DAVID [00:02:00] Sure. Yeah. I mean, you know, you’re absolutely right. The year of 2022 will be marked forever as the year that the Supreme Court exercised its newfound political power, given to it by Donald Trump’s three appointees to overturn a 50 year old precedent that every woman of childbearing age has relied upon, and that is devastating. But it’s not the end of the story. It’s never the end of the story. Right. And we’ve gone into a number of courts relying on state constitutional arguments to challenge a new abortion ban, abortion bans that were triggered by the decision and in Dobbs or were enacted shortly thereafter. Yeah, and as you indicated, we were successful in Ohio in blocking a ban in Guam, in Kentucky, in Florida, although that win has been stayed pending appeal. It’s on appeal, but we won in the trial court. And in Arizona, we successfully challenged a fetal personhood provision. So we are making progress even in that area, which is an area where the court basically took the rug out from under, you know, every woman in this country. We’ve nonetheless been able to fight back. And, you know, we’ve fought back not just in the courts, but also politically with the victory, the referendum victories in Kansas, in Michigan, in Kentucky, in Maine, in California. So I think there’s even in the sort of darkest area of our civil liberties world right now, there’s been light, you know, and it’s because people have not accepted the laws but, you know, fought back at every stage.

KENDALL [00:03:49] Yeah, it’s always amazing to me. We saw in the midterms with the different victories in the States, people actually got to cast their ballot for abortion and it was wildly popular. It’s amazing if you give it actually back to the States what we can do. But it’s also nice to hear that we have had some success in the courts because I know that, you know, the people can vote, but we have to have litigation working in tandem with legislative change in order to actually pry open access. Where are we going to be focusing next year with regard to abortion rights?

DAVID [00:04:31] Well, I think it’s going to be more of the same. I think we have to keep up the pressure, particularly, I think, putting it on the ballot where it can be put on the ballot, where we can get popular referenda. I mean, the fact that we’ve been able to prevail in popular referenda in places like Kansas and Kentucky suggests, you know, it’s important to get it on the ballot. Not every state allows you to get it on the ballot, but where we can, I think we should.

KENDALL [00:04:55] Why wouldn’t a state allow, like what would prohibit us from getting it on the ballot in some states?

INFORMATION PROVIDED —
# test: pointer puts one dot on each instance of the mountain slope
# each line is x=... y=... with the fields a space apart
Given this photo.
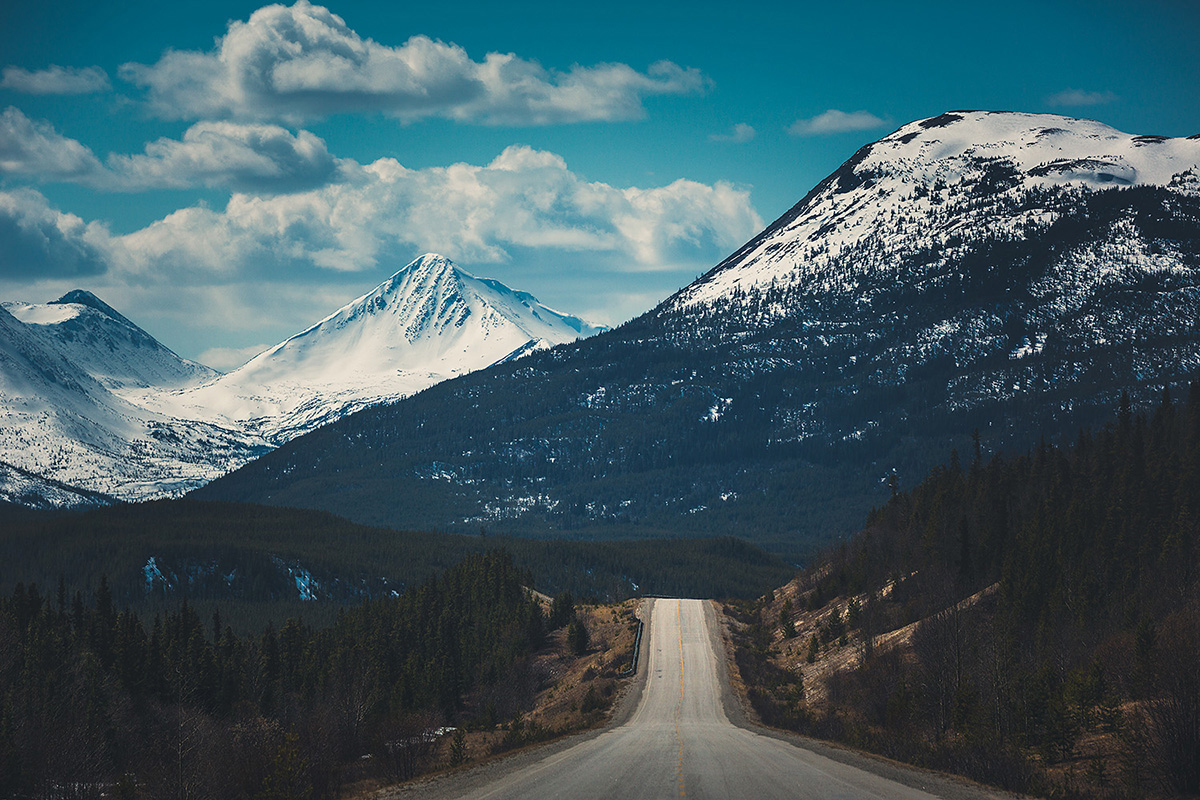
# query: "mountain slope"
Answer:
x=1008 y=272
x=91 y=335
x=91 y=401
x=61 y=429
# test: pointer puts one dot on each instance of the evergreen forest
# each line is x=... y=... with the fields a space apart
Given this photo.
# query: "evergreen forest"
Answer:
x=1055 y=606
x=100 y=702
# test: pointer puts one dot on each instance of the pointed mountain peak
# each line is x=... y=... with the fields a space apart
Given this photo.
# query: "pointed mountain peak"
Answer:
x=84 y=298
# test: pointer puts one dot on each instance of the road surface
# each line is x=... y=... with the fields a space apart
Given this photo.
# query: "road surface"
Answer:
x=679 y=743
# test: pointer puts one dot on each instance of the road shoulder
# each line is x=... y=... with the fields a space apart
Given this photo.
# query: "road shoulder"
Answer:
x=467 y=780
x=737 y=709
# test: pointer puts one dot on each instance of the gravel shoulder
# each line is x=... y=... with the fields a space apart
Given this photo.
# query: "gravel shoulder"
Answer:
x=737 y=709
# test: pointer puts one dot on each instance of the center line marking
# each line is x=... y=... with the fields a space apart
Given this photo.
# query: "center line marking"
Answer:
x=683 y=792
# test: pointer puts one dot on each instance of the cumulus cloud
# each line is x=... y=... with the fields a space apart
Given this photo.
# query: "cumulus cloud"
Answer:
x=1077 y=97
x=55 y=80
x=229 y=358
x=304 y=61
x=37 y=241
x=241 y=157
x=258 y=158
x=739 y=133
x=264 y=266
x=29 y=148
x=523 y=199
x=834 y=121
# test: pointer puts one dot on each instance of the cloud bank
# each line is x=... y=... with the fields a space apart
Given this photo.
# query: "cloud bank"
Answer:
x=1078 y=97
x=835 y=121
x=477 y=214
x=303 y=61
x=55 y=80
x=739 y=133
x=257 y=158
x=37 y=241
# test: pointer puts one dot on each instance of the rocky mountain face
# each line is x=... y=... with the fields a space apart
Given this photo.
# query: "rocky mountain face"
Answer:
x=67 y=437
x=93 y=408
x=427 y=323
x=994 y=271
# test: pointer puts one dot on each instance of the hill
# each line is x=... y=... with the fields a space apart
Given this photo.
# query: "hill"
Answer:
x=1003 y=272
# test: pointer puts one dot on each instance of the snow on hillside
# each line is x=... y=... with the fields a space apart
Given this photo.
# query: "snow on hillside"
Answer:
x=60 y=427
x=89 y=400
x=91 y=335
x=941 y=181
x=427 y=323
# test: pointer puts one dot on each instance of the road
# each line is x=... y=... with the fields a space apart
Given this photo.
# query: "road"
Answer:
x=679 y=743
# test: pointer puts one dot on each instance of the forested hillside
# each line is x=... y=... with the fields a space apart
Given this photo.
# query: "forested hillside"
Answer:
x=99 y=702
x=262 y=564
x=1056 y=602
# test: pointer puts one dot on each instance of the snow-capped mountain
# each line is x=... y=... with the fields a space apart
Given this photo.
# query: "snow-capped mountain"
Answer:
x=91 y=335
x=94 y=407
x=945 y=182
x=66 y=438
x=1008 y=272
x=429 y=322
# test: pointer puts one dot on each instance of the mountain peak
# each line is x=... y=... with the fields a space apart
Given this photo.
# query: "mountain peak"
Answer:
x=937 y=182
x=84 y=298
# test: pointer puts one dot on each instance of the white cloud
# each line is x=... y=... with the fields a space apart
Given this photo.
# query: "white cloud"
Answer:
x=523 y=199
x=261 y=158
x=29 y=148
x=55 y=80
x=229 y=358
x=834 y=121
x=1075 y=97
x=304 y=61
x=739 y=133
x=263 y=268
x=37 y=241
x=243 y=157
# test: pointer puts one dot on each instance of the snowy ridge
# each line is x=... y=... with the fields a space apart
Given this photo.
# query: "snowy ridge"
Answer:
x=940 y=180
x=429 y=322
x=90 y=401
x=117 y=353
x=60 y=427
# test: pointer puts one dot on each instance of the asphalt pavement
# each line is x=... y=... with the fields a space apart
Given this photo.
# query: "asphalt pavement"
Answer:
x=679 y=743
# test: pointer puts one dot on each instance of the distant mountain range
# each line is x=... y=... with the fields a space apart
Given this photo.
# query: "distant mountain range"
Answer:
x=94 y=409
x=1008 y=272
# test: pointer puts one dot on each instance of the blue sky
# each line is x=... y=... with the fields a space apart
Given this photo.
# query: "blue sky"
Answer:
x=227 y=174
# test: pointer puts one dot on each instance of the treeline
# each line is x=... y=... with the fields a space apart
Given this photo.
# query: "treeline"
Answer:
x=97 y=702
x=249 y=558
x=1060 y=639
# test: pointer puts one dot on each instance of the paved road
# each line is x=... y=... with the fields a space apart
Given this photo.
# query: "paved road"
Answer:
x=679 y=743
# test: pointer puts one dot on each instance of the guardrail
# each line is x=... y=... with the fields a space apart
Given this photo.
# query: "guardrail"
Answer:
x=637 y=648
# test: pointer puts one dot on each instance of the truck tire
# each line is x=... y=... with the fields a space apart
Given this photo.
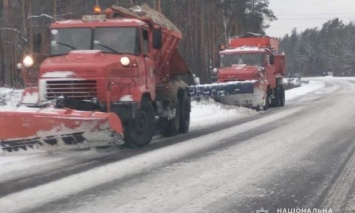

WORK REQUIRED —
Translate this sentence from the abortion-rights interview transcript into Spanish: "Not every state allows you to get it on the ballot, but where we can, I think we should."

RESULT OF THE TASK —
No todos los estados permiten someterlo a votación, pero donde podamos, creo que deberíamos hacerlo.